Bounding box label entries
******

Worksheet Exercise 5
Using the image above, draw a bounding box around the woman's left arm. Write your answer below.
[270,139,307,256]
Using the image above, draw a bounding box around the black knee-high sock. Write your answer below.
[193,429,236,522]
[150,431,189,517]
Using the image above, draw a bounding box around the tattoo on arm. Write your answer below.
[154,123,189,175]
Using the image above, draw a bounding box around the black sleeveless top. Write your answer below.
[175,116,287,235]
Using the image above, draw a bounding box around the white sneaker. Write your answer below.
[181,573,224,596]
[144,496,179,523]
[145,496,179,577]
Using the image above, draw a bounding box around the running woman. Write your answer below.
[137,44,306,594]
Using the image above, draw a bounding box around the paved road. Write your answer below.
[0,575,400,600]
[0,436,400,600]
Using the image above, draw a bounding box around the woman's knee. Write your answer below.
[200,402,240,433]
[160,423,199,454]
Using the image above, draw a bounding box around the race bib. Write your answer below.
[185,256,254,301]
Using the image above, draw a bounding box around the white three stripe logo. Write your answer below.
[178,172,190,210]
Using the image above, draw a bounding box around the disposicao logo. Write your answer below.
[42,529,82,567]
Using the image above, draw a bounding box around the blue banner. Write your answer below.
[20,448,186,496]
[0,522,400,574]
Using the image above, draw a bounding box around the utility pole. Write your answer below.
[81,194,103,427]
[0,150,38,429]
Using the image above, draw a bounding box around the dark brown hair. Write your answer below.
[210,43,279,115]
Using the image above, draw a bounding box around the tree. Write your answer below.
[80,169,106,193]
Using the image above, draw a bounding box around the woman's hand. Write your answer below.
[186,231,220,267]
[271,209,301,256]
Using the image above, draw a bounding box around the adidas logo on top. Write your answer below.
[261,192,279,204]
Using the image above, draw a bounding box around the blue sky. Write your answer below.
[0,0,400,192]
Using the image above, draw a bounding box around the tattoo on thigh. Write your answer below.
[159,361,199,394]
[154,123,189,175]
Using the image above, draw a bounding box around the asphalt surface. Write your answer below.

******

:: Directive ::
Change each "tattoo" in the records to "ink design", and write out all the records again with everything else left as it is.

:: Response ::
Worksheet Exercise 5
Using the image above, draw a bounding box around the woman's left arm. Write your answer below.
[270,139,307,256]
Using the image above, draw a bounding box around the black knee-high sock. Write your answer below.
[193,429,236,522]
[150,431,189,517]
Using the image above, draw a bounding box around the ink design on arm. Write your answer below.
[154,123,189,175]
Using the image above, draw a bounding box around the black sleeveless top. Write your answer below.
[175,116,287,235]
Using the image above, draw a bounding box around the white sneaker. Write your answer below.
[181,573,224,596]
[144,496,179,523]
[145,496,179,577]
Using the image above, draw a bounding box around the running woman. Write your answer below.
[137,44,306,594]
Using the image above, draw a bounding box around the paved road. Write your answer below.
[0,575,400,600]
[0,436,400,600]
Using the image above, draw a bounding box around the woman's knee. Write your answer below.
[200,402,240,433]
[160,423,199,454]
Using the image above, draw a bounding box around the race bib. Write your answer below.
[185,256,254,301]
Using the image above, draw a bounding box around the white three stripe logo. Write your answer below.
[178,172,190,210]
Using the image above, draw a bounding box around the disposicao logo. Write your answer below.
[42,529,82,567]
Using the image above, draw a bounding box around the blue banner. Write your answer below.
[20,448,186,496]
[0,522,400,574]
Using the image above, draw a bounding box around the utility pole. Write your answer below.
[81,194,103,427]
[0,150,38,429]
Using the image above, draw a bounding box around the dark brown hair. Write your answer below.
[210,43,279,115]
Using the image above, draw a bounding box around the tree. Write your answer below.
[80,169,106,193]
Using the image above, draw a bounding box around the woman's hand. Write your answer below.
[186,231,220,267]
[271,209,301,256]
Using the image above, draw a bounding box around the adidas logo on top. Write your answer below.
[261,192,279,204]
Using the image above, draw a bounding box around the blue sky. Write your answer below.
[0,0,400,192]
Using the image above, draw a bounding box around the ink design on thigh. Write your answer below.
[159,361,199,394]
[154,123,189,175]
Using the image above, draw a bounding box around the asphalt surface. Write your answer below.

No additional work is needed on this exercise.